Exercise aim
Return, unchanged, the part of the rows below that opens with the line containing "Where can you find the red bicycle?" and closes with the line containing "<point>343,195</point>", including both of those lines.

>> Start Items

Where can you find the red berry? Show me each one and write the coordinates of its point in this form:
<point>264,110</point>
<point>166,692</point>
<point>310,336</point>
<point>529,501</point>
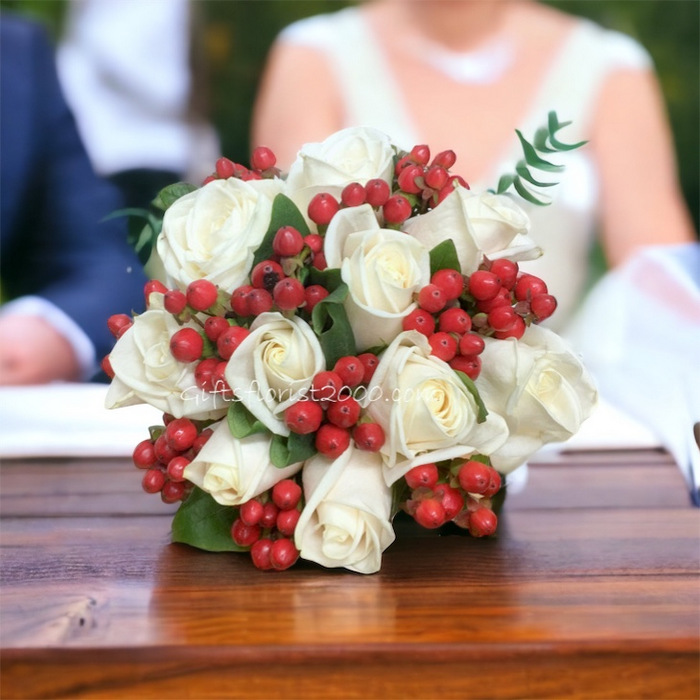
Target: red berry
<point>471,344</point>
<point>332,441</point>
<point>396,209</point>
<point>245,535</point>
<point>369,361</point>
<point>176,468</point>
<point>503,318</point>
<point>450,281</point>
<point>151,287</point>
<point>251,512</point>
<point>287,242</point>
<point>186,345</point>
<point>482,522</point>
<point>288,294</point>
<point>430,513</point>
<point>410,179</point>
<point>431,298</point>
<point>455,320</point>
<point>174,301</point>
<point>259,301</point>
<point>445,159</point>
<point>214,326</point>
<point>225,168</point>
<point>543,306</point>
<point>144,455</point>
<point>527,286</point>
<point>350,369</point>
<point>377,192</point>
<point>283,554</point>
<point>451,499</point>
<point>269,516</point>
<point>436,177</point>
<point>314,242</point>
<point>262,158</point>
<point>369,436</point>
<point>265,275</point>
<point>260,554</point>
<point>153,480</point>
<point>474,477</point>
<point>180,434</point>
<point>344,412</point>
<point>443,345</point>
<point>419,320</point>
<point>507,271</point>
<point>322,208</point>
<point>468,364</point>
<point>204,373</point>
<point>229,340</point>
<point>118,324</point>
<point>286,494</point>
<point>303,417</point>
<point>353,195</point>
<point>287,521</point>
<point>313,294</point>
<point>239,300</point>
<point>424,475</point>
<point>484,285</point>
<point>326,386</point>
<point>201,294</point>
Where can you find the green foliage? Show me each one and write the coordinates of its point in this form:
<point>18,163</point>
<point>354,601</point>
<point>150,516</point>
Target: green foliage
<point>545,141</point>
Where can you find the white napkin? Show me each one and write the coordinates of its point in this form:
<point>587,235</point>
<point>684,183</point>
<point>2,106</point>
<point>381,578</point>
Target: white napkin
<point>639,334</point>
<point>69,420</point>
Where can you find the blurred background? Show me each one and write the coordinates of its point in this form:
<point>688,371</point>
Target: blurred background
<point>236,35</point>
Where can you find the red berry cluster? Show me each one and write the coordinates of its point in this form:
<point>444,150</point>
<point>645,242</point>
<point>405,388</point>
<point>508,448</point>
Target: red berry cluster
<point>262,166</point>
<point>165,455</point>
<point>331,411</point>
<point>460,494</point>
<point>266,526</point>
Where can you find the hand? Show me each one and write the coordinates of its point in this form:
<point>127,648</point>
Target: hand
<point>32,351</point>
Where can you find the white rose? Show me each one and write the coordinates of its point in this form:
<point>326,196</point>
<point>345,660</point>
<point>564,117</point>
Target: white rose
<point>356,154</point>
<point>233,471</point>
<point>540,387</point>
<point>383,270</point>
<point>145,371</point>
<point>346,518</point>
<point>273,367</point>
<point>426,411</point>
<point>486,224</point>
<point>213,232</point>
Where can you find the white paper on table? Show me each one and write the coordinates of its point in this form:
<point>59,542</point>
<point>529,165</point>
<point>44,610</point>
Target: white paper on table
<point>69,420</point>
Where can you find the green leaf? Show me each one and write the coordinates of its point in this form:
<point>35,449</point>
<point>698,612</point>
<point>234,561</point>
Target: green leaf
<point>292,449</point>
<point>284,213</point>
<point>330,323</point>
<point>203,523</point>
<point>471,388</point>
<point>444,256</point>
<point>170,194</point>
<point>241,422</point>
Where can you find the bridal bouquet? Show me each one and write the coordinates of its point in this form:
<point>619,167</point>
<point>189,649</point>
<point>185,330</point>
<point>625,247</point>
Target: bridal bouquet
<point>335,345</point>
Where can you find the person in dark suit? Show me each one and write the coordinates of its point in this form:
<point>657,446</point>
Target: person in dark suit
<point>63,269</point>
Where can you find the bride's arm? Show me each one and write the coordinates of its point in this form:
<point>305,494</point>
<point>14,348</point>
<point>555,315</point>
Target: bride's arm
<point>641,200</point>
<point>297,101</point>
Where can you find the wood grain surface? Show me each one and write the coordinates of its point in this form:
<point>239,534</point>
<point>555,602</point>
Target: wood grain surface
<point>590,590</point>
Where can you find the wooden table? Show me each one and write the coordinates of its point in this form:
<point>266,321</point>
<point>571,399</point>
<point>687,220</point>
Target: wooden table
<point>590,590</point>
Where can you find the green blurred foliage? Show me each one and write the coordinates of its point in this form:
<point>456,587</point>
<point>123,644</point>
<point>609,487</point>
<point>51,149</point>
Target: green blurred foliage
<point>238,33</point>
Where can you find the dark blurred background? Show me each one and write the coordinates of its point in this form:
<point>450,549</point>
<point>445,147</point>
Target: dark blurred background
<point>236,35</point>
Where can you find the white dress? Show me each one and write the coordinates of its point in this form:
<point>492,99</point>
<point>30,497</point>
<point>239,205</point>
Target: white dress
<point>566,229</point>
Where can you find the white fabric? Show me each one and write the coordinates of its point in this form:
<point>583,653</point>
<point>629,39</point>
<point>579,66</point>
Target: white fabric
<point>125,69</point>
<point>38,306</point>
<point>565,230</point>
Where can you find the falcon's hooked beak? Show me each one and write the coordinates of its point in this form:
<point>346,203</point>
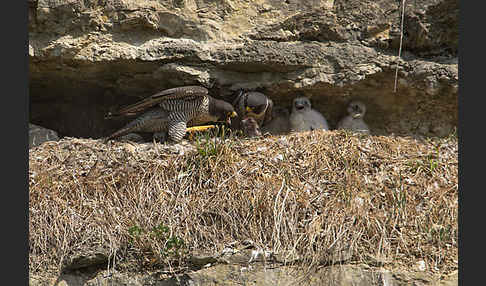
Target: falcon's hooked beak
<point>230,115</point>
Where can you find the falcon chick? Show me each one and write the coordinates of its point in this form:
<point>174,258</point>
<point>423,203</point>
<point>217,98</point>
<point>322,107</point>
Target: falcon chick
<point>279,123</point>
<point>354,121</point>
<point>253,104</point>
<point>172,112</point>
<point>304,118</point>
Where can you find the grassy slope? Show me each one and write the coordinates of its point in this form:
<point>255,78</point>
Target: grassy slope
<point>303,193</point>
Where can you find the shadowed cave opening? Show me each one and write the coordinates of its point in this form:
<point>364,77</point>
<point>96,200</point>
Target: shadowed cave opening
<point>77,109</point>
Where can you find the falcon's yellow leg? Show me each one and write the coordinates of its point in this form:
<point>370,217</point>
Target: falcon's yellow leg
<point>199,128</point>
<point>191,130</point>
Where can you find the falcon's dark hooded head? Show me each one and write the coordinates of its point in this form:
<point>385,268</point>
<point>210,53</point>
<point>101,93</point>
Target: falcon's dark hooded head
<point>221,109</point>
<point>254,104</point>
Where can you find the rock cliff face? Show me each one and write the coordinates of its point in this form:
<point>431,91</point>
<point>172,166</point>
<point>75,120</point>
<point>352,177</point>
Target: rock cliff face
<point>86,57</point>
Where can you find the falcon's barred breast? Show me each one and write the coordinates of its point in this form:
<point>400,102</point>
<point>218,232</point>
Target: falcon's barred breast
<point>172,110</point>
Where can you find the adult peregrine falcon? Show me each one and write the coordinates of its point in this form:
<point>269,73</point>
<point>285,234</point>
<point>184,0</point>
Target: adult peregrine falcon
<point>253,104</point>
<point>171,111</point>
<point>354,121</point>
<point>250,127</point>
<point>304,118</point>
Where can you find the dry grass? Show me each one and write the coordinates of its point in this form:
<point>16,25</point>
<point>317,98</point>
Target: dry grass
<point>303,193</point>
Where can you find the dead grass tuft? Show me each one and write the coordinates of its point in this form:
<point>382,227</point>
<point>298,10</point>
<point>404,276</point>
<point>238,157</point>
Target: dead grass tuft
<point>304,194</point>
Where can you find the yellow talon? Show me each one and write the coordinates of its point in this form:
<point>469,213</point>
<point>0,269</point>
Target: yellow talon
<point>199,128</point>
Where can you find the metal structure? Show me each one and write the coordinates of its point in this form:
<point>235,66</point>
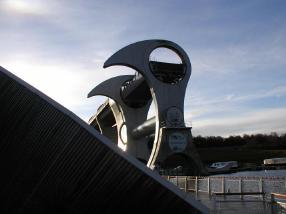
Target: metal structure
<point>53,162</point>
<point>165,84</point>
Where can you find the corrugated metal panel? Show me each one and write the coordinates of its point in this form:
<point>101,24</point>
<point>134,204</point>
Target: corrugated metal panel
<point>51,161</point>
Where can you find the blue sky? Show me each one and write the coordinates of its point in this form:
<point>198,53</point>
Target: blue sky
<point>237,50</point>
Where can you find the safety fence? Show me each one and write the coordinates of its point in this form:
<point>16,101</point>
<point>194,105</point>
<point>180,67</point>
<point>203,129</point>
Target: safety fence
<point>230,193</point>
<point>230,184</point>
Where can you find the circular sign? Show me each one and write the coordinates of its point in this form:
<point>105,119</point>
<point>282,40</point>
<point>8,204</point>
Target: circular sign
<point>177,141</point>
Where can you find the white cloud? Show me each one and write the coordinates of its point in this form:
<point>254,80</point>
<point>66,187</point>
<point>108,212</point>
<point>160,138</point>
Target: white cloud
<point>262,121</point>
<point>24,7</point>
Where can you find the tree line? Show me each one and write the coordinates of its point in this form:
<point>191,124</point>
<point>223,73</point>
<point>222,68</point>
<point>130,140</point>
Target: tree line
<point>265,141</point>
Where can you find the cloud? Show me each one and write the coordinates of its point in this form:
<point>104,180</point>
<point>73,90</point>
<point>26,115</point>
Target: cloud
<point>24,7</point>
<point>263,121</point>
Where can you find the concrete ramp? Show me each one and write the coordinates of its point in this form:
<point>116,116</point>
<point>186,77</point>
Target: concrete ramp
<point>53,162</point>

>> End Items
>> Start Items

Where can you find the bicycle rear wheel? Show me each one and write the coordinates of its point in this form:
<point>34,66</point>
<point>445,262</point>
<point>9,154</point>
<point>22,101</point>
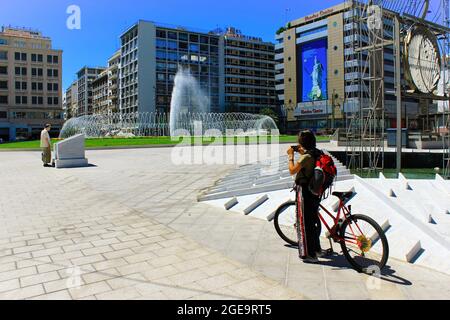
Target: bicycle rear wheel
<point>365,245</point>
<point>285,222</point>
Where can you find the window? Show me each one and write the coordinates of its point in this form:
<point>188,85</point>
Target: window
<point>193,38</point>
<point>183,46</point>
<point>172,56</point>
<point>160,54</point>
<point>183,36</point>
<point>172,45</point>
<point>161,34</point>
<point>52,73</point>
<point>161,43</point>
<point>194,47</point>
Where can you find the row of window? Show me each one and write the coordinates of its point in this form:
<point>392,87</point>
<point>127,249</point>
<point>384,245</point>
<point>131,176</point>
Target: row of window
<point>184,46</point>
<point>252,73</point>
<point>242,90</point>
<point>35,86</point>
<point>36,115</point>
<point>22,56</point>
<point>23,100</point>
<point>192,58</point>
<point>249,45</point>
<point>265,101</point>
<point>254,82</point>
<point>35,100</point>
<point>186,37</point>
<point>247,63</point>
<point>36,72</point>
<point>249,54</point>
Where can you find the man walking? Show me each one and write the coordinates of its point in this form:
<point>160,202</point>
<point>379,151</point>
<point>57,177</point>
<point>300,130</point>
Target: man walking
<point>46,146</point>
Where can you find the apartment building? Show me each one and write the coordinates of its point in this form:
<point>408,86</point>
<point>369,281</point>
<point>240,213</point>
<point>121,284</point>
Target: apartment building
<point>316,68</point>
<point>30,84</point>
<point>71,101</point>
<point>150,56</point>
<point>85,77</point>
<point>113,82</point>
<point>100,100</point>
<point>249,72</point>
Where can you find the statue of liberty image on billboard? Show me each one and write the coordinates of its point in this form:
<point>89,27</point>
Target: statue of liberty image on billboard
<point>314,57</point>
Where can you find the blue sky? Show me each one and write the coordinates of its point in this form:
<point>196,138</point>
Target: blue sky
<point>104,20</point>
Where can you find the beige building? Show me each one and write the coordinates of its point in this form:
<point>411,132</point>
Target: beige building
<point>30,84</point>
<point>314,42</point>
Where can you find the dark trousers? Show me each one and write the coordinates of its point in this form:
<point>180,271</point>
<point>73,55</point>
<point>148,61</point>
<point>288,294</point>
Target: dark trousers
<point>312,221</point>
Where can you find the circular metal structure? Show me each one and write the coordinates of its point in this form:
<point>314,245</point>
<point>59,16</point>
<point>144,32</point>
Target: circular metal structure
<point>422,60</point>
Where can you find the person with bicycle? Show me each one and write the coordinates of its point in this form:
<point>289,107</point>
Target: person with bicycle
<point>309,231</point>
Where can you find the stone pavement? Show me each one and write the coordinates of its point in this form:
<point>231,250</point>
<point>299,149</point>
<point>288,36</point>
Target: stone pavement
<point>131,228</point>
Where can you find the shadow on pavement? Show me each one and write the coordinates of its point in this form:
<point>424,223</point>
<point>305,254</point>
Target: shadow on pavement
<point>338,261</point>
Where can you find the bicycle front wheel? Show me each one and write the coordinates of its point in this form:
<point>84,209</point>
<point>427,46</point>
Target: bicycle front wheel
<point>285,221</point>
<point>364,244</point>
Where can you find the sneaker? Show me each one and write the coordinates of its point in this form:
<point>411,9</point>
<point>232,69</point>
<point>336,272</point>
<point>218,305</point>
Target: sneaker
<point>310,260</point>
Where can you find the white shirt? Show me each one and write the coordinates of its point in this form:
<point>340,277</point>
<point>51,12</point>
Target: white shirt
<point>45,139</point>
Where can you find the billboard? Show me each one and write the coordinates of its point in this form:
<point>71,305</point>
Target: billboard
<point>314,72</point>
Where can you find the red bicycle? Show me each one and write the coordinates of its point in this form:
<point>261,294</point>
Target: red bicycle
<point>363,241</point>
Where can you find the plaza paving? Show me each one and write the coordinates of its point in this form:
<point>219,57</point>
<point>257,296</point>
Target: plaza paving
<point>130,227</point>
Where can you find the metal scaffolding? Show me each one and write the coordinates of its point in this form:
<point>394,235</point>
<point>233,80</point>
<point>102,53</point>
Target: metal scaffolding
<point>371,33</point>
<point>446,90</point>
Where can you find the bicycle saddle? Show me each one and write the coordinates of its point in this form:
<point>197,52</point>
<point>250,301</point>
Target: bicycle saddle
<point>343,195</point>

>> End Items

Completed task
Where can you find the red bicycle? Show me each one and write the coordinates of its point in this form:
<point>261,294</point>
Target: red bicycle
<point>363,241</point>
Where can you find the plaza paving? Show me each one and write the coordinates of its point in this form:
<point>219,57</point>
<point>257,296</point>
Target: plaza paving
<point>130,227</point>
Where can you find the metal scaffolding? Show me each one and write the coordinates of its point in this form:
<point>394,235</point>
<point>233,80</point>
<point>102,53</point>
Target: metal scaffolding
<point>371,33</point>
<point>446,90</point>
Where can you find the bicycle saddle? Show me each one and write the coordinates of its point in this form:
<point>197,52</point>
<point>250,301</point>
Target: bicycle saddle
<point>343,195</point>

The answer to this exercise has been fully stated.